• _Directions_:
Pick every line with "shrine" from the material below.

• _Provided data_:
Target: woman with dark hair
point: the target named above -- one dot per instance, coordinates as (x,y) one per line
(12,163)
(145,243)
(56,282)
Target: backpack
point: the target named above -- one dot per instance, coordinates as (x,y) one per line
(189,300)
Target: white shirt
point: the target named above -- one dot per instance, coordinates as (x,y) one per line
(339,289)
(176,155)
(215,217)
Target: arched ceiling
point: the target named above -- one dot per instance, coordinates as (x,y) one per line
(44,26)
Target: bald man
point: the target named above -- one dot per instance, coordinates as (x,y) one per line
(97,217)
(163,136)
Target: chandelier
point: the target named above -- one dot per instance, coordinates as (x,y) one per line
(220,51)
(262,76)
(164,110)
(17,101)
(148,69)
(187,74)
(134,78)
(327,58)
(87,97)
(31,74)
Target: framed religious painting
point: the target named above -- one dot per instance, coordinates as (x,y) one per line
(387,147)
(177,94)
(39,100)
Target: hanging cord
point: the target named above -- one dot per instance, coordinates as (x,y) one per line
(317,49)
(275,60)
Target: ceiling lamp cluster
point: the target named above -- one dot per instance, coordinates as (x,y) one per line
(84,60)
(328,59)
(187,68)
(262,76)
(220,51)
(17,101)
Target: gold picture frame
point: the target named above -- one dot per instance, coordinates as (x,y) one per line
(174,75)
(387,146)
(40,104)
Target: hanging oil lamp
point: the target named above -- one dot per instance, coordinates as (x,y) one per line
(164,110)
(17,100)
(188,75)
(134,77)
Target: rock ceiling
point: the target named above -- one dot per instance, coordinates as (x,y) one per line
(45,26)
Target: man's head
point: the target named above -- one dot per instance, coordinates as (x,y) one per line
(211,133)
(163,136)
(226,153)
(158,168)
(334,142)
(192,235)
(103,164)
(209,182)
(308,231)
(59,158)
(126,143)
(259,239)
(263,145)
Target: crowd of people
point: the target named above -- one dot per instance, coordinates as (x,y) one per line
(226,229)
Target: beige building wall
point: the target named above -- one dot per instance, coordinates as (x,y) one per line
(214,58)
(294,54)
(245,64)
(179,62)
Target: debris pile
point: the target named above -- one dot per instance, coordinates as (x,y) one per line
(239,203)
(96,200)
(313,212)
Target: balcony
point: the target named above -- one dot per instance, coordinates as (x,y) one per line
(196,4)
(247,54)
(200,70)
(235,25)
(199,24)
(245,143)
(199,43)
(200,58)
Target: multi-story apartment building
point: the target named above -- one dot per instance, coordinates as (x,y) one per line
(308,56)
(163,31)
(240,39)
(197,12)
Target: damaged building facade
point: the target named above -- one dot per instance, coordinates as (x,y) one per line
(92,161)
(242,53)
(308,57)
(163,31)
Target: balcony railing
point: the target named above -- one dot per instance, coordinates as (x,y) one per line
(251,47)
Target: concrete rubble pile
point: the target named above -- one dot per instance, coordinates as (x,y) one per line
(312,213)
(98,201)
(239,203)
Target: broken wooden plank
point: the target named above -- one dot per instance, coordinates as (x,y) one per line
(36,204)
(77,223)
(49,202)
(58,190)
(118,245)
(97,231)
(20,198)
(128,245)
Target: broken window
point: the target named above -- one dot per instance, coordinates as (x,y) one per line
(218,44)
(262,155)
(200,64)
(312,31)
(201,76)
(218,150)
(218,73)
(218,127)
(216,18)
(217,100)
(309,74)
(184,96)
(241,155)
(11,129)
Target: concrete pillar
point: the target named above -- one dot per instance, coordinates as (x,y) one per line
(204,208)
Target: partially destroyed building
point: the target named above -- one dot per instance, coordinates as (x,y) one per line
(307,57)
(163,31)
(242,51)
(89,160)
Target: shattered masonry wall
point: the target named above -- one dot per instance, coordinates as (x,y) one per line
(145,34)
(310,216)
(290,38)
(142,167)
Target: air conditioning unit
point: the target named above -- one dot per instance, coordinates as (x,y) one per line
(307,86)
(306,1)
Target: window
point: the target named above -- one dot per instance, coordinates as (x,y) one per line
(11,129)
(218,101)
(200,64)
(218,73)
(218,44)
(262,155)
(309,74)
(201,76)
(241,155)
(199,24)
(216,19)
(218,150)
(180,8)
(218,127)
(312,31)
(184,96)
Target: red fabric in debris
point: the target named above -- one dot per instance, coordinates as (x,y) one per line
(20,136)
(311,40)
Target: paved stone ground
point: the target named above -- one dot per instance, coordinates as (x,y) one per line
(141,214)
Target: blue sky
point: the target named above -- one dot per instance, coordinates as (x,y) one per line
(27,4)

--

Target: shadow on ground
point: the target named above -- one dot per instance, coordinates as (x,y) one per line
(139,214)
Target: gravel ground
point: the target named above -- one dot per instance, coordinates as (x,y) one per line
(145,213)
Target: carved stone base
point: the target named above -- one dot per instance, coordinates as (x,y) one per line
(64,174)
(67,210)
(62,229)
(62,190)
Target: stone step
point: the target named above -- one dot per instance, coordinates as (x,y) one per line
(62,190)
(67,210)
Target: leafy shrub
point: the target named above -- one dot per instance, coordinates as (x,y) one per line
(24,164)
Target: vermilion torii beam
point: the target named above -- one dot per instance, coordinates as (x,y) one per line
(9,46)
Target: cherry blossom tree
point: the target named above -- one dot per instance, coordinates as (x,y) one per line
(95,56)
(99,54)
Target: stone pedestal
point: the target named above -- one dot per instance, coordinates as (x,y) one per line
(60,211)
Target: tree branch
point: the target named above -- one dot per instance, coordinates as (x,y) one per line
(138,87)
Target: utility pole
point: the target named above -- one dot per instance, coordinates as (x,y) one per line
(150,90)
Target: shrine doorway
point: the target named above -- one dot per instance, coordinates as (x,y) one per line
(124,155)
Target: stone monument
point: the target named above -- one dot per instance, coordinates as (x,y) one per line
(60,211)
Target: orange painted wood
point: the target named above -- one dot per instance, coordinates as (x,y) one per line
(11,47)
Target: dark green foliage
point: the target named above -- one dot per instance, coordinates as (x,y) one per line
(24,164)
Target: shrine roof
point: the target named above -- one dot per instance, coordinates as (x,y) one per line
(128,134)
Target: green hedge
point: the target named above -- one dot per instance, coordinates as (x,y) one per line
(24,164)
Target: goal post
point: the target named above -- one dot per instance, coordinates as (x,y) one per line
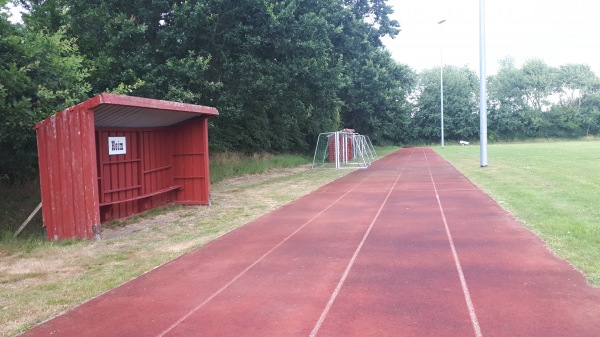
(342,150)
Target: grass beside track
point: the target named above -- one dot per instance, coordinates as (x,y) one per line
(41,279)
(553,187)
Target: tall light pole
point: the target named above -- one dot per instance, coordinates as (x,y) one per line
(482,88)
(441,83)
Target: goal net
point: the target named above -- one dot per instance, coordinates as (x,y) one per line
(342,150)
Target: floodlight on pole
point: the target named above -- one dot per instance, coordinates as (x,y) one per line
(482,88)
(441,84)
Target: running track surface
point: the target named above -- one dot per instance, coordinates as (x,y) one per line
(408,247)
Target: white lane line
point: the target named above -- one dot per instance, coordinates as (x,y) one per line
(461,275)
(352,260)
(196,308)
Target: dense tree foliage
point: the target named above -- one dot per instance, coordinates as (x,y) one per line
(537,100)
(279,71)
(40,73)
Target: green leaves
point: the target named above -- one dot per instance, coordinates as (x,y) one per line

* * *

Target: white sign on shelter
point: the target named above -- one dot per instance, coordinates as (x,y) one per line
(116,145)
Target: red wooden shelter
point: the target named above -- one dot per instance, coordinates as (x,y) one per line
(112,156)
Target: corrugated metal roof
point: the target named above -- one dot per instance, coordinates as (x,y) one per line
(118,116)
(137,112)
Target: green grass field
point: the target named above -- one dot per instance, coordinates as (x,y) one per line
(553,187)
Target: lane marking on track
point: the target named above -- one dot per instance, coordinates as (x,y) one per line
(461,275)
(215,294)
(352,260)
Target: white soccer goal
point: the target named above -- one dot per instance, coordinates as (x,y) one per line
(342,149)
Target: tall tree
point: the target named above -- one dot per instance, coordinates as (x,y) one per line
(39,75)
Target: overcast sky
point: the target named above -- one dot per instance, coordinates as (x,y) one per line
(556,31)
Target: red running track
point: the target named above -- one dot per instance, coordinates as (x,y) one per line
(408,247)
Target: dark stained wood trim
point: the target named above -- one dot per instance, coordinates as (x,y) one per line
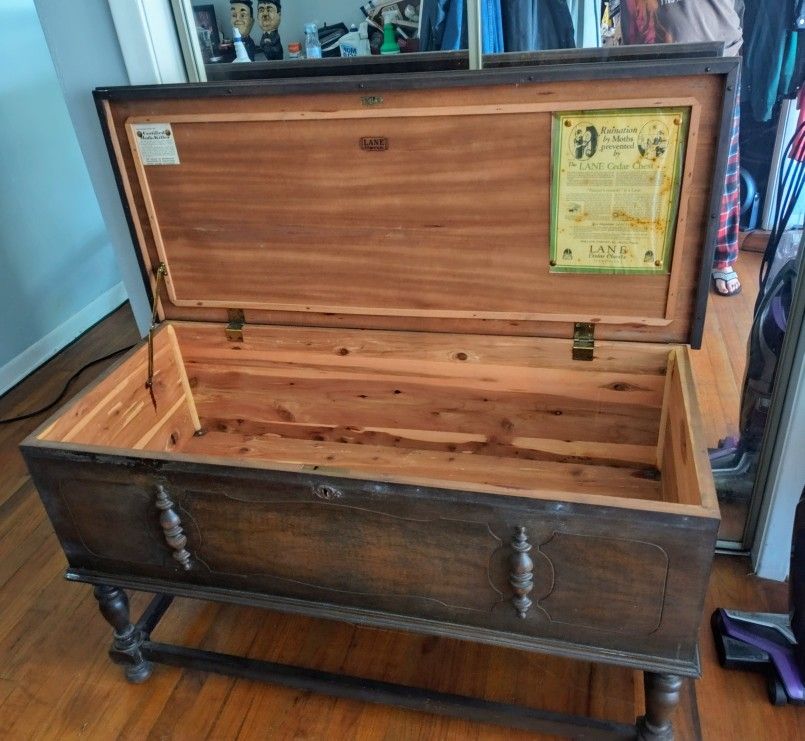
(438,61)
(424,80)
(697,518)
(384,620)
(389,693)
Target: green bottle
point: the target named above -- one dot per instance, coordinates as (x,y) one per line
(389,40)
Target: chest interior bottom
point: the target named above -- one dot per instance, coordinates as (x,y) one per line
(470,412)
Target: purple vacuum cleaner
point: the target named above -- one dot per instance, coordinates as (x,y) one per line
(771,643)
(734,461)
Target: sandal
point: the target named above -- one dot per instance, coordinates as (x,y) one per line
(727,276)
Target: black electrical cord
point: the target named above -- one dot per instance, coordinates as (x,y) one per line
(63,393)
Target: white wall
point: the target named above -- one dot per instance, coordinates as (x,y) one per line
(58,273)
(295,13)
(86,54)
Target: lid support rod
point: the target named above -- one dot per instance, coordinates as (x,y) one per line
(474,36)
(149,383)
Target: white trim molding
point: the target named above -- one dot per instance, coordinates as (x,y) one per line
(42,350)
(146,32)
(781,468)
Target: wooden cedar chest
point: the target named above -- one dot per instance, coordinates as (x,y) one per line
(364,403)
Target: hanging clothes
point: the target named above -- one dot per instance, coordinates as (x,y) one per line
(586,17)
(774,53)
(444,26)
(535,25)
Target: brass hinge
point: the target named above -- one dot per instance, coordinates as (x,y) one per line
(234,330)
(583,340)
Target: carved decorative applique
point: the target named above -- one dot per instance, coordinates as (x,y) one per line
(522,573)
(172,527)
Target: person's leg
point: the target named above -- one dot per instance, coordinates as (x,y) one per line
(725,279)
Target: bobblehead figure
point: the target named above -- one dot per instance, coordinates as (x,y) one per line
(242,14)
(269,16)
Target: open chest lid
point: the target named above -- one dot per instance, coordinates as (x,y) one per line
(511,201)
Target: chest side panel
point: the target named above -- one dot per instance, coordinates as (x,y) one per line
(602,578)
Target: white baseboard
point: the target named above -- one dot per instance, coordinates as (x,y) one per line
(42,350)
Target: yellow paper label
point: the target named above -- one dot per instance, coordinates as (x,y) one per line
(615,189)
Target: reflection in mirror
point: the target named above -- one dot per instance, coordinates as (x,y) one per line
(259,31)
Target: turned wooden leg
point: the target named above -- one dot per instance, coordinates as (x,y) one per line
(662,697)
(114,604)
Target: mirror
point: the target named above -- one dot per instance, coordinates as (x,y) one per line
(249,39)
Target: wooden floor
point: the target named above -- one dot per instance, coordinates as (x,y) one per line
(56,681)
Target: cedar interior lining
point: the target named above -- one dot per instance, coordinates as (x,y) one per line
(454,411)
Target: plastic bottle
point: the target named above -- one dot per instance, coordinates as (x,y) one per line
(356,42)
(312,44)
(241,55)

• _Solution for this exercise_:
Target: shrine doorway
Target: shrine roof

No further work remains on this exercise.